*** Opening Document extract ***

If you have any questions regarding the code/data, please contact Yufan Liu via [email protected].
This repo holds the code of CLAPE (Contrastive Learning And Pre-trained Encoder) framework for protein-ligands binding sites prediction. We provide 3 ligand-binding tasks including protein-DNA, protein-RNA, and antibody-antigen binding sites prediction, an we will also provide small molecules binding sites weight in the future (check CLAPE-SMB for reference).
CLAPE is primarily dependent on a large-scale pre-trained protein language model ProtBert implemented using HuggingFace's Transformers and PyTorch. Please install the dependencies in advance, or create a conda/mamba envrionment using provided environment file. If you are using CLAPE-SMB, please install ESM.
wget https://github.com/YAndrewL/CLAPE/blob/main/environment.yaml
conda env create -f environment.yaml
conda activate clape
We provide a python package for predicting ligand-binding sites of given protein sequences in FASTA format. Here we provide a sample file, and please use CLAPE as following steps, taking DNA-binding sites prediction as an example:
# download model weights and example file
wget https://github.com/YAndrewL/CLAPE/blob/main/example.fa
wget https://github.com/YAndrewL/CLAPE/blob/main/weights/DNA.pth
pip install clape # install clape from pypi
# package usage example
from clape import Clape
model = Clape(model_path="model_path", ligand="DNA")
results = model.predict(input_file="example.fa")
You can set keep_score
to True
to keep the predicted score from model, and use switch_ligand
to change to another binding site prediction task.
We also provide a command line tool, which will be installed along the python package, you may use as below:
clape --input example.fa --output out.txt --ligand DNA --model /path/to/downloaded/model
This command will first load the pre-trained models, users can specify the downloading directory using the --cache
parameter.
Some parameters are described as follows:
Parameters | Descriptions |
---|---|
--help | Show the help doc. |
--ligand | Specify the ligand for prediction, DNA, RNA, and AB (antibody) are supported now. |
--threshold | Specify the threshold for identifying the binding site, the value needs to be between 0 and 1, default: 0.5. |
--input | The path of the input file in FASTA format. |
--output | The path of the output file, the first and the second line are the same as the input file, and the third line is the prediction result. |
--cache | The path for saving the pre-trained parameters, default: protbert. |
--model | The path for trained backbone models. |
If you find our work helpful, please kindly cite the BibTex as following:
@article{10.1093/bib/bbad488,
author = {Liu, Yufan and Tian, Boxue},
title = "{Protein–DNA binding sites prediction based on pre-trained protein language model and contrastive learning}",
journal = {Briefings in Bioinformatics},
volume = {25},
number = {1},
pages = {bbad488},
year = {2024},
month = {01},
issn = {1477-4054},
doi = {10.1093/bib/bbad488},
url = {https://doi.org/10.1093/bib/bbad488},
eprint = {https://academic.oup.com/bib/article-pdf/25/1/bbad488/55381199/bbad488.pdf},
}
If you are using CLAPE-SMB, please also kindly cite:
@article{10.1186/s13321-024-00920-2,
author={Wang, Jue
and Liu, Yufan
and Tian, Boxue},
title={Protein-small molecule binding site prediction based on a pre-trained protein language model with contrastive learning},
journal={Journal of Cheminformatics},
year={2024},
month={Nov},
day={06},
volume={16},
number={1},
pages={125},
issn={1758-2946},
doi={10.1186/s13321-024-00920-2},
url={https://doi.org/10.1186/s13321-024-00920-2}
}
-
[Nov. 2024] CLAPE-SMB is publised in Journal of Cheminformatics, please check the online version.
-
[Aug. 2024] CLAPE can be used as a python package now, please check clape in pypi.
-
[Mar. 2024] The training code is released with CLAPE-SMB, please check this repo for reference.
-
[Jan. 2024] Our paper is publised in Briefings in Bioinformatics, please check the online version.

*** Closing Document extract ***
*** Opening Excerpted records ***

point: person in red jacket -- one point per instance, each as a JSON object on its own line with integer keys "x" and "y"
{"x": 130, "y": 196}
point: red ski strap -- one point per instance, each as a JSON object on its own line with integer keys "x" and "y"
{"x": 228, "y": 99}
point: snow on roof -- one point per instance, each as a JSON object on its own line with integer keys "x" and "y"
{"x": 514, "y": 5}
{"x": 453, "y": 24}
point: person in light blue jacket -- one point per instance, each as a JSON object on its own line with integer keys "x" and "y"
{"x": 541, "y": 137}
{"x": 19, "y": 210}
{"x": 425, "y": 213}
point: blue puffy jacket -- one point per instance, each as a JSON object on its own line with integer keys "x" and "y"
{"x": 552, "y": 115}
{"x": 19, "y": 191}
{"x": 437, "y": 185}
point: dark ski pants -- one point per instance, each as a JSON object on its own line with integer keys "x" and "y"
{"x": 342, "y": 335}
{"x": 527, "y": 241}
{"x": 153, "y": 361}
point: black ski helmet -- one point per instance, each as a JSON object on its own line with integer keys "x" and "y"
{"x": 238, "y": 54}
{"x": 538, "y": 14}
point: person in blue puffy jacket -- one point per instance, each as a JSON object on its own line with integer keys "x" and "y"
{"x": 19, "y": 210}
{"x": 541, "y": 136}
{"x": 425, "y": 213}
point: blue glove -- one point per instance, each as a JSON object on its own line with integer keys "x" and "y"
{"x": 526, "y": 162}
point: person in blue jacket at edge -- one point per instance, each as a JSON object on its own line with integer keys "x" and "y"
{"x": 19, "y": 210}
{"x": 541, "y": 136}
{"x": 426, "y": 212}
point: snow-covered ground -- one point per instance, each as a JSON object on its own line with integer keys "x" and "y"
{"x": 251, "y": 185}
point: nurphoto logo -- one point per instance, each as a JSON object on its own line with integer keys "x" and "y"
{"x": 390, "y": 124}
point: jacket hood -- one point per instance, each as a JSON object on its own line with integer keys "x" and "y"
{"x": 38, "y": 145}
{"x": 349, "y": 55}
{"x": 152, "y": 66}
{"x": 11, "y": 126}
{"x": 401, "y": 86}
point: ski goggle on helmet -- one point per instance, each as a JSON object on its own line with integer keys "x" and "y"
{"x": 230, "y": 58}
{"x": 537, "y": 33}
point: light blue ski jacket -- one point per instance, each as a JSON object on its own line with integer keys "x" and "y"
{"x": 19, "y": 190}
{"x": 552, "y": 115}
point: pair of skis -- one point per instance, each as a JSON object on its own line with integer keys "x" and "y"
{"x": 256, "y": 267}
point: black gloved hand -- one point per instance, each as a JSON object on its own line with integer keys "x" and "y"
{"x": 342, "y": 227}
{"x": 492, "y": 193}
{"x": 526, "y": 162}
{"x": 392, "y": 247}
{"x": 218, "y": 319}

*** Closing Excerpted records ***

§ Work request 1
What default value does the CLAPE README give for the --threshold parameter?
§ Work request 2
Update the CLAPE README passage from "This repo holds" to "please install ESM.", replacing "PyTorch" with "JAX".

§ Worked solution 1
0.5

§ Worked solution 2
This repo holds the code of CLAPE (Contrastive Learning And Pre-trained Encoder) framework for protein-ligands binding sites prediction. We provide 3 ligand-binding tasks including protein-DNA, protein-RNA, and antibody-antigen binding sites prediction, an we will also provide small molecules binding sites weight in the future (check CLAPE-SMB for reference).
CLAPE is primarily dependent on a large-scale pre-trained protein language model ProtBert implemented using HuggingFace's Transformers and JAX. Please install the dependencies in advance, or create a conda/mamba envrionment using provided environment file. If you are using CLAPE-SMB, please install ESM.